───── Text extract ─────

And so a major Associated Press claim in "Jamilgate" takes an apparently fatal hit.
According to Bill Costlow of CPATT (Civilian Police Assistance Training Team) in Baghdad, and as forwarded by Lt. Michael Dean of Multinational Corps-Iraq/Joint Operations Command Public Affairs, our now infamous police captain in Iraq appears to be definitively not Jamil Hussein.
Nor is his name Jamil Gholaiem Hussein as stated repeatedly by the Associated Press Executive Editor Kathleen Carroll and other Associated Press employees.
Nor is his name Jamil Ghdaab Gulaim, as he has been called previously in other accounts. According to his personnel records at MOI, confirmed with BG Abdul-Kareem and then reportedly verified by BG Abdul-Karim Khalaf with AP's Baghdad sources, his name is actually Jamil Gulaim "XX".
The "XX" protects his second middle name and real last names, of which "Hussein" is not a part.
To sum up the current situation as things now appear to stand:
- There is no Baghdad police officer at the Khadra police station named Captain Jamil Hussein, and never has been. Jamil Hussein, and Jamil Gholaiem Hussein are pseudonyms for Jamil Gulaim Innad "X".
- The Associated Press published a pseudonym without acknowledging that fact, apparently knowing, if BG Abdul-Kareem is correct, that they were publishing a false identity. Is that a big deal? HUGE. This is a major breach of journalistic ethics.
- The Associated Press has heavily modified the "facts" of their claims since these two stories here and here on November 24 and November 25. Those claims are:
- That 24 people were burned to death; Six were pulled from the Ahbab al-Mustafa as it was attacked, the were doused and set on fire, according to AP source Captain Jamil Hussein, and that AP also printed a claim by the Association of Muslim Scholars (a group suspected of strong ties to al Qaeda, a detail the AP left out of their reporting) that 18 more people, including women in children, were burned to death in an "inferno" resulting from a Shiite militia attack at the al-Muhaimin mosque. Current AP accounts have dropped the claims of the 18 killed at al-Muhaimin completely, without a retraction or a correction.

───── Data section ─────

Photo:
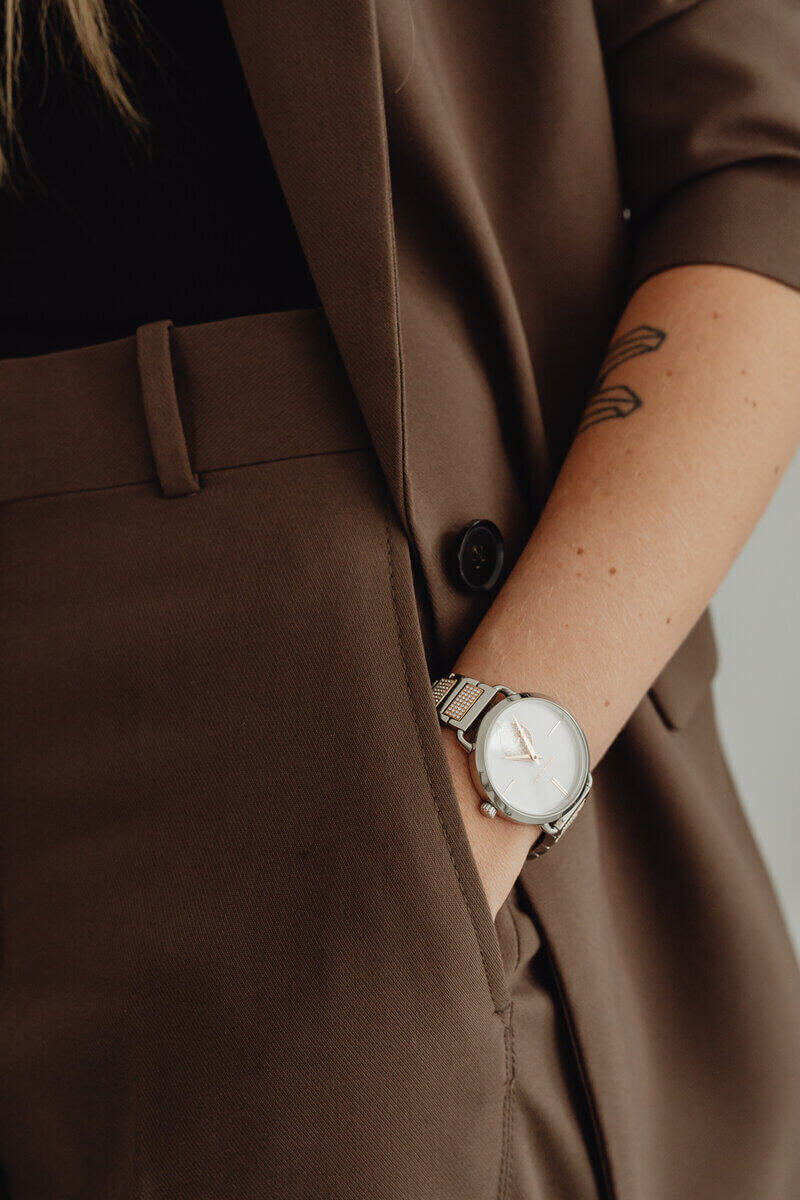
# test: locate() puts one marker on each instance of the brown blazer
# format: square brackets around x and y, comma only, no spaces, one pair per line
[458,175]
[222,976]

─────

Instruction: Return the portion of the Jamil Hussein passage starting at "Nor is his name Jamil Ghdaab" and ending at "of journalistic ethics.", copied word for word. Rely only on the Jamil Hussein passage.

Worked answer:
Nor is his name Jamil Ghdaab Gulaim, as he has been called previously in other accounts. According to his personnel records at MOI, confirmed with BG Abdul-Kareem and then reportedly verified by BG Abdul-Karim Khalaf with AP's Baghdad sources, his name is actually Jamil Gulaim "XX".
The "XX" protects his second middle name and real last names, of which "Hussein" is not a part.
To sum up the current situation as things now appear to stand:
- There is no Baghdad police officer at the Khadra police station named Captain Jamil Hussein, and never has been. Jamil Hussein, and Jamil Gholaiem Hussein are pseudonyms for Jamil Gulaim Innad "X".
- The Associated Press published a pseudonym without acknowledging that fact, apparently knowing, if BG Abdul-Kareem is correct, that they were publishing a false identity. Is that a big deal? HUGE. This is a major breach of journalistic ethics.